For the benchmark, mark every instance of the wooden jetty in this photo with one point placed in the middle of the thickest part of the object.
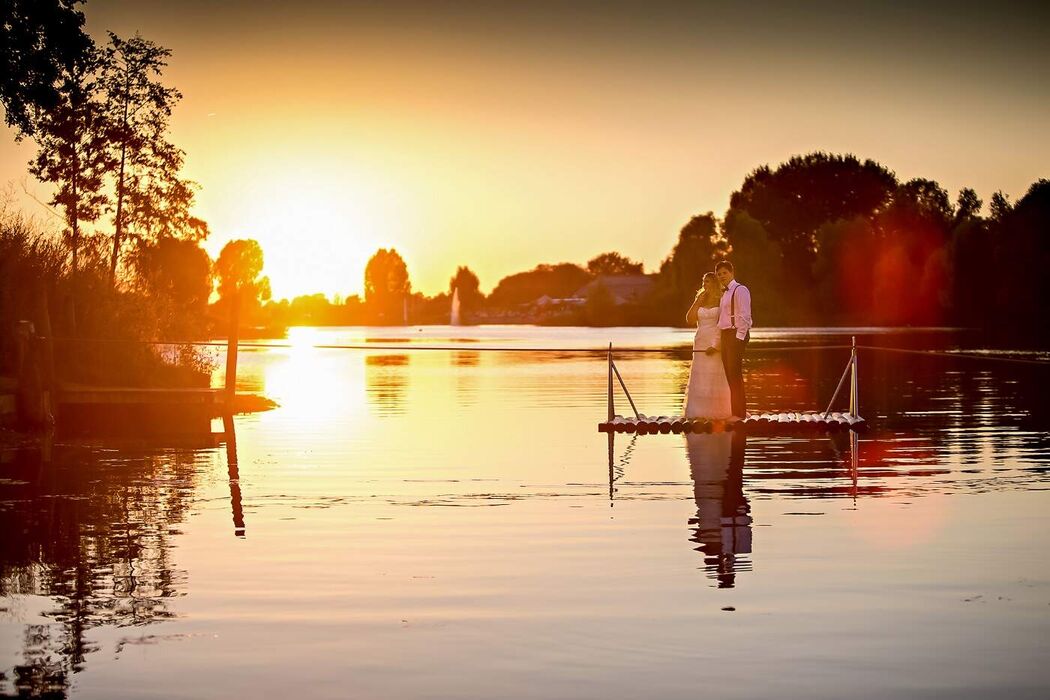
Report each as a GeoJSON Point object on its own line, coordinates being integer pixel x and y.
{"type": "Point", "coordinates": [759, 423]}
{"type": "Point", "coordinates": [780, 423]}
{"type": "Point", "coordinates": [36, 398]}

## EXERCISE OBJECTIVE
Write out the items above again with "wooden jetty" swapped for "wooden pier" and everything else kept the same. Leave the pictures out.

## RESULT OF THIS TASK
For the benchmark, mark every instance of the wooden pier in this photo with one point placed in the middle of the thickest part of the object.
Report each as a GeoJSON Point object on its own line, coordinates being integer pixel x and y.
{"type": "Point", "coordinates": [759, 423]}
{"type": "Point", "coordinates": [780, 423]}
{"type": "Point", "coordinates": [36, 398]}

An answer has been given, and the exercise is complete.